▶ Record excerpts:
::::::::

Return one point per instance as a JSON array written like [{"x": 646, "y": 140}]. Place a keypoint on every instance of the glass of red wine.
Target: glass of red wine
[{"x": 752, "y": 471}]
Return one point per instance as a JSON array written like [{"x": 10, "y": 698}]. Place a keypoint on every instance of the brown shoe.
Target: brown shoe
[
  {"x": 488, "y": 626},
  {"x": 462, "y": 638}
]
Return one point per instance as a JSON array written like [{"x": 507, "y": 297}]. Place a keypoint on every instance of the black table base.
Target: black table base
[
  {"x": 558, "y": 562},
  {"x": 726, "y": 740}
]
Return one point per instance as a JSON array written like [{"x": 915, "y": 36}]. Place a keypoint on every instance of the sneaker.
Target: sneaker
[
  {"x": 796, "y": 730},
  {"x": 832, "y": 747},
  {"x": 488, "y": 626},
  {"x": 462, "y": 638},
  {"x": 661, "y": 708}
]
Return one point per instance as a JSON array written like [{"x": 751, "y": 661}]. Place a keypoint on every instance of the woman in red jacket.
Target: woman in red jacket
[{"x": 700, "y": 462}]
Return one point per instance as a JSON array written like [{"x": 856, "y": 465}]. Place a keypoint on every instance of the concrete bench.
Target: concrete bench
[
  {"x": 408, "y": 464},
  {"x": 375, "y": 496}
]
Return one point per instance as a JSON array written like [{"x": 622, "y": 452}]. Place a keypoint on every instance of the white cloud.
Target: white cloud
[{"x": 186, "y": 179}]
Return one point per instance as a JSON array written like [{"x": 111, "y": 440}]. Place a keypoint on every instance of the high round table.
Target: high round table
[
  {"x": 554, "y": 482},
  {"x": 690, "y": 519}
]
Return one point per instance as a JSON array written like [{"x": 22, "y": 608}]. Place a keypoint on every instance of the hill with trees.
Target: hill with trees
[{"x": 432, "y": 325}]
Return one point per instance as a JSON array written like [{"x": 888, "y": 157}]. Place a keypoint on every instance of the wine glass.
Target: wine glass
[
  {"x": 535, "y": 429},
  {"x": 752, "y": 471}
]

::::::::

▶ To do: Rewrite every one of the lines above, replacing each "keypoint" with "marker" and keeping everything else the same.

▶ Answer to the problem:
Return one point per instance as a JSON array written like [{"x": 646, "y": 140}]. Place a marker on every instance of the glass of red wine.
Target: glass of red wine
[{"x": 752, "y": 471}]
Return one point per instance as a JSON array written like [{"x": 10, "y": 698}]. Place a marker on every instance of the brown shoe.
Target: brown shoe
[
  {"x": 488, "y": 626},
  {"x": 462, "y": 638}
]
Return one point per instance as a JSON array written like [{"x": 507, "y": 297}]. Place a marker on every instance of the black table base.
Target: black table base
[
  {"x": 558, "y": 562},
  {"x": 726, "y": 740}
]
Return one point per instance as a JSON array written like [{"x": 915, "y": 36}]. Place a marker on every instance of the sneaker.
Target: sneaker
[
  {"x": 796, "y": 730},
  {"x": 832, "y": 747},
  {"x": 488, "y": 626},
  {"x": 462, "y": 638},
  {"x": 661, "y": 708}
]
Return one point per instance as a JSON array written like [{"x": 751, "y": 661}]. Place a marker on every instance of the woman in red jacket.
Target: woman in red jacket
[{"x": 700, "y": 462}]
Return one point per instance as a JSON array written like [{"x": 856, "y": 465}]. Place a marker on every instance of the concrete bench.
Target: concrete bench
[
  {"x": 408, "y": 464},
  {"x": 375, "y": 496}
]
Return one point per instance as a JSON array written like [{"x": 622, "y": 452}]. Place a marker on every instance of the white cloud.
Target: white cloud
[{"x": 186, "y": 179}]
Return one point per instance as a JSON array written like [{"x": 111, "y": 440}]. Place a marker on every instance of the high round table.
Target: high round table
[
  {"x": 554, "y": 482},
  {"x": 690, "y": 519}
]
Return one point per instance as a JSON array written like [{"x": 22, "y": 608}]. Place a marker on every instance of the hill with trees.
Target: hill with trees
[{"x": 432, "y": 325}]
Return one point per instance as a JSON array written like [{"x": 888, "y": 157}]. Place a marker on every instance of the wine glass.
Target: wine glass
[
  {"x": 535, "y": 429},
  {"x": 752, "y": 471}
]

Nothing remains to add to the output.